■ **DOCUMENT PASSAGE**:
[Start]
Pyjamas Web development actually has more in common with Python-Qt4 and Python-GTK2 than it does with "traditional" web development. The base widgets (of which there are over 50) have almost exact corresponding analogues in Desktop Widget sets. The nice thing about Pyjamas, though, when compared to the Desktop Widget frameworks is that you get "true" HTML / CSS interoperability, and "true" plugin support such as Adobe Flash, all for free.

I've never done User-Interfaces before - how do I get started?

We get quite a number of people who have never done user-interface programming before in their lives on the pyjamas-dev mailing lists, let alone having done any web programming: you're in good company.

Start with the "getting started" tutorial, ignoring the first paragraphs because they don't apply to you! Many web designers actually have to "unlearn" their expectations that this is going to be horrendously painful, and you are at a distinct advantage because you've not experienced their disillusionment and frustration of the past decade, over CSS, browser and AJAX incompatibilities.

What server-side web framework should I use?

Absolutely anything you like. Literally anything. CGI-Scripts, ASP/.NET, PHP, Apache, WSGI - you name it, you can use it. The reason is simple: the Pyjamas python code gets compiled to some HTML and some Javascript - that's it. So, just like any web pages, you simply need something that will load ... web pages. duh.

Ok - what's the best server-side web framework I should use?

This is a highly subjective question, but if you are new to web development, you will be asking these kinds of questions. Given that you're considering python, logically it makes sense to pick a python-based web framework. If you're going to do AJAX, you should really use JSONRPC. If you're using JSONRPC, you should pick a framework that is known to have mature JSONRPC server-side support, and that means Django, Web2Py, and many more. See the Pyjamas Wiki for links to various JSONRPC integration HOWTOs.

That having been said: if you're starting entirely from scratch, Django has to come out overall on top, even though you will not be using all of its features. The SQL ORM in Django is excellent; the tutorials to get started are excellent; the developers and users on the (busy) IRC channel are very helpful and responsive.

I have an existing Django (or other app) that I want to convert to Pyjamas, how do I do that?

Unless you have already designed the application to exclusively use AJAX in one form or another (REST, JSONRPC etc.) then it's pretty much a complete redesign. The reason is simple: "standard" web applications load up one page at a time from the server, with possibly some bits of javascript thrown in. Pyjamas applications are loaded once, as they are pure javascript.

From that point onwards, unless you want another large javascript "hit", the entire application should use AJAX to fetch any data, including HTML. If that sounds like it's a bit different from "normal" web applications, you'd be right. It's more like "Desktop" application development.

So - you can convert the Django (or other web app) one page at a time, to a format which separates out the data from its display. In other words: by the time you're done, there will be no templates left, only JSONRPC services (or other AJAX service / system). If that sounds like a lot of work, then you can temporarily embed the templates on-demand into iframes, either using a pyjamas.ui.HTMLPanel or by using a pyjamas.ui.Frame widget. If you've been told that Frames are a bad idea, you'd be right in the "normal" web development world, but completely wrong in this "Desktop-like" case. Thanks to the Pyjamas API, it's possible to set width and height and to react to Window Resize events, and thus to change the entire layout of the application depending on the user preferences, requirements, browser type and window size (as is done in the Pyjamas Mail example).
[End]
■ **RECORD SET**:
[Start]
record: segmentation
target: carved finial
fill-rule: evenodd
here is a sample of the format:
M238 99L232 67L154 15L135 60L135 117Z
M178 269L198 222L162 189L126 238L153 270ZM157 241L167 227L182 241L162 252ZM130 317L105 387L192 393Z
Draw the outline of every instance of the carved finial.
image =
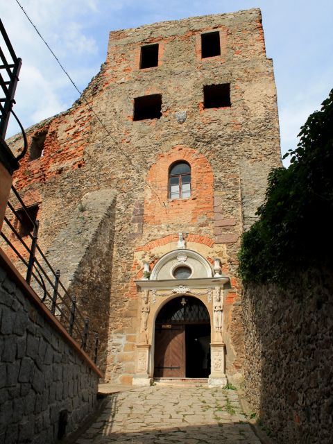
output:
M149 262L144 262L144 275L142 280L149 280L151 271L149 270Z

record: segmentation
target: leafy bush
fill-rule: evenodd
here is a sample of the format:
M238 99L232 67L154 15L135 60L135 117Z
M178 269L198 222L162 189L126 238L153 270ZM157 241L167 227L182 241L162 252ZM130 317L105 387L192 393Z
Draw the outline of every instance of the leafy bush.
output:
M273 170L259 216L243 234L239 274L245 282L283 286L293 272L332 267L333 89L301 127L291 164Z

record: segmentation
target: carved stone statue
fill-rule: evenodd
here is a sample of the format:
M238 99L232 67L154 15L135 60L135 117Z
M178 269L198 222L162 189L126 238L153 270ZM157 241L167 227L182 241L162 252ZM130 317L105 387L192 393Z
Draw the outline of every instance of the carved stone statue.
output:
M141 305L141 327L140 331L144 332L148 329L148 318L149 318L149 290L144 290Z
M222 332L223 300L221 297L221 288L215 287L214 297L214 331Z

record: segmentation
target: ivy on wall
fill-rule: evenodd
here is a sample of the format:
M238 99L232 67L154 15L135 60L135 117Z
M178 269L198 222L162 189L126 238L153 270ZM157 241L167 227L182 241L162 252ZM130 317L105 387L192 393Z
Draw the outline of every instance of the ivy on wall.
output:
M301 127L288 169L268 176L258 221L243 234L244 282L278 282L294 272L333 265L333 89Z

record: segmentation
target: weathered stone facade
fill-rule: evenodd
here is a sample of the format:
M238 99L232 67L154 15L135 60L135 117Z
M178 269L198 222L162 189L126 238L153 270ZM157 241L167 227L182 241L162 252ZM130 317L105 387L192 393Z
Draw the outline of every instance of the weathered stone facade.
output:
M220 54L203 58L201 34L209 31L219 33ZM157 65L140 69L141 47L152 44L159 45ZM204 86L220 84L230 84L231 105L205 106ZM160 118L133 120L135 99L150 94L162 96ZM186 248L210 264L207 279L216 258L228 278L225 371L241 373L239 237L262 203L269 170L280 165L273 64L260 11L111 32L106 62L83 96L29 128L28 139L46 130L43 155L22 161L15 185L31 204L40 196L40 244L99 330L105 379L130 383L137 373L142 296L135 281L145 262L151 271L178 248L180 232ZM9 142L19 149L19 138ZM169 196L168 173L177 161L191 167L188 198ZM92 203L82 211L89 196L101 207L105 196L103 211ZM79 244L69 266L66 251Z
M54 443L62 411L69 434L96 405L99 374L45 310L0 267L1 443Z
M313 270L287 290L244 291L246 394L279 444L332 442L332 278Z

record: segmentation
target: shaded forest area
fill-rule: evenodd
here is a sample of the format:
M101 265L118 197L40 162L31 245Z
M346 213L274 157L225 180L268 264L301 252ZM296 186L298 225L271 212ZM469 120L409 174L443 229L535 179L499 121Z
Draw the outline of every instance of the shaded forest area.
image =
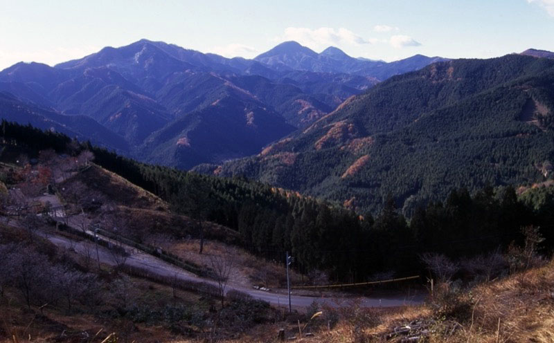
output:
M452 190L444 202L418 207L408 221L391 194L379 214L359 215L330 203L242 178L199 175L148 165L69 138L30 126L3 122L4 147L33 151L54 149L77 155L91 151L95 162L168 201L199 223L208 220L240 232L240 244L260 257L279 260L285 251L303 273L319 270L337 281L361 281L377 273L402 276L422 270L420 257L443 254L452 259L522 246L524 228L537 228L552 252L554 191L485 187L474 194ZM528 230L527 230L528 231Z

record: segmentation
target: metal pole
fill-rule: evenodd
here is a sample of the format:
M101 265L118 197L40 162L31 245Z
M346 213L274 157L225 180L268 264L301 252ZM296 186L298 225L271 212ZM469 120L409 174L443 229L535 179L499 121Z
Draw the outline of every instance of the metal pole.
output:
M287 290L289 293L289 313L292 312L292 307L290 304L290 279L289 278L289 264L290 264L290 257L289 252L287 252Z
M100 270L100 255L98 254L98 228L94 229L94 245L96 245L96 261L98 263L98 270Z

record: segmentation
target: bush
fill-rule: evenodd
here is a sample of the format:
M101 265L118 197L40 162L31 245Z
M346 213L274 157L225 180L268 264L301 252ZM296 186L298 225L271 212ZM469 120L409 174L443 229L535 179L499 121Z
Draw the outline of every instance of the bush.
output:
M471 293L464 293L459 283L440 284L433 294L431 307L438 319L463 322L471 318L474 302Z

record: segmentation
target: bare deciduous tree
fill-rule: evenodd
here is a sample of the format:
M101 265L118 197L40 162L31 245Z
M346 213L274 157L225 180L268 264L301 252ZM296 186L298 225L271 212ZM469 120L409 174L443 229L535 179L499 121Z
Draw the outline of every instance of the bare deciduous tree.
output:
[End]
■ **GIVEN EXERCISE 1**:
Please reproduce the stretch of the Pyjamas FAQ from "I've never done" through "in good company.".
■ **GIVEN EXERCISE 2**:
According to the Pyjamas FAQ, how many base widgets does Pyjamas have?

■ **EXERCISE ANSWER 1**:
I've never done User-Interfaces before - how do I get started?

We get quite a number of people who have never done user-interface programming before in their lives on the pyjamas-dev mailing lists, let alone having done any web programming: you're in good company.

■ **EXERCISE ANSWER 2**:
Over 50.